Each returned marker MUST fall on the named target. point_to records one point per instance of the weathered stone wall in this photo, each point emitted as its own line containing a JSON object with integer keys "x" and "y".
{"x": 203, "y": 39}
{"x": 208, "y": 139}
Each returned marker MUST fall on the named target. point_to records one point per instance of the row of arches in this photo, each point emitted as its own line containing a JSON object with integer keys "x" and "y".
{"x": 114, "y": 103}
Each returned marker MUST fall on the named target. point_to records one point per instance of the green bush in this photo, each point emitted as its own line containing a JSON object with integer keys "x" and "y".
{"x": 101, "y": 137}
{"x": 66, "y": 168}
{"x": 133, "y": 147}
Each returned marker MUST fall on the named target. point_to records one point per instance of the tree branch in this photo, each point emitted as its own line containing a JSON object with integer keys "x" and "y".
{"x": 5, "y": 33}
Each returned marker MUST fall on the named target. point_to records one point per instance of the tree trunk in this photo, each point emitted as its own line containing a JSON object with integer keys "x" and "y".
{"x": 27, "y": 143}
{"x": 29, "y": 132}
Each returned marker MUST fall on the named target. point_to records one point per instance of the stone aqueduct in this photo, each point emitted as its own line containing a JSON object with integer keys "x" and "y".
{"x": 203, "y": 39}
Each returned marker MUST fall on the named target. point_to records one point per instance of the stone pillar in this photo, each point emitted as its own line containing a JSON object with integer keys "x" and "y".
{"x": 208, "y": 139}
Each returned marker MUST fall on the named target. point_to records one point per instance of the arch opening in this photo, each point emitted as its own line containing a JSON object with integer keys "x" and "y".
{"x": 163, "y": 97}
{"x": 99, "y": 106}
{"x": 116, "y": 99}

^^^^^^^^

» **Exercise aim**:
Render all the lines above as a Markdown table with the columns Row and Line, numbering each row and leaving out any blank lines.

» **The answer**:
| Row | Line |
|---|---|
| 1 | Each returned marker MUST fall on the named target. point_to records one point per instance of the weathered stone wall in this photo, each point emitted as its own line containing a JSON object with integer keys "x" and "y". |
| 2 | {"x": 203, "y": 39} |
| 3 | {"x": 208, "y": 139} |
| 4 | Each returned marker MUST fall on the named target. point_to records one point per instance of the row of arches in this photo, each point emitted as its own line containing a JSON object with integer keys "x" and "y". |
| 5 | {"x": 114, "y": 103} |
| 6 | Each returned marker MUST fall on the named target. point_to records one point per instance of the green bush in this photo, each point emitted as its own line containing a JSON object with integer keys "x" and "y". |
| 7 | {"x": 101, "y": 137} |
| 8 | {"x": 66, "y": 168} |
| 9 | {"x": 133, "y": 147} |
| 10 | Each returned marker MUST fall on the named target. point_to records one point per instance of the tree branch in this photo, each point emitted as its own line containing a JSON object with integer keys "x" and "y". |
| 11 | {"x": 5, "y": 33} |
| 12 | Each returned marker MUST fall on the named target. point_to records one point per instance of the tree trunk in this photo, each point emitted as its own line containing a JSON object with integer keys "x" and "y". |
| 13 | {"x": 27, "y": 143} |
| 14 | {"x": 29, "y": 132} |
| 15 | Each returned marker MUST fall on the named target. point_to records one point per instance of the stone aqueduct in this photo, each point emitted as its own line containing a JSON object with integer keys "x" and "y". |
| 16 | {"x": 203, "y": 39} |
| 17 | Each returned marker MUST fall on the named target. point_to records one point per instance of the stone pillar in this photo, each point emitted as its own line containing a JSON object with integer keys "x" and "y". |
| 18 | {"x": 208, "y": 139} |
| 19 | Each returned marker MUST fall on the named target. point_to records one point per instance of the arch opening in this photo, each point emitted as its own line containing a JSON object with integer keys "x" and "y". |
| 20 | {"x": 163, "y": 97} |
| 21 | {"x": 99, "y": 106} |
| 22 | {"x": 116, "y": 99} |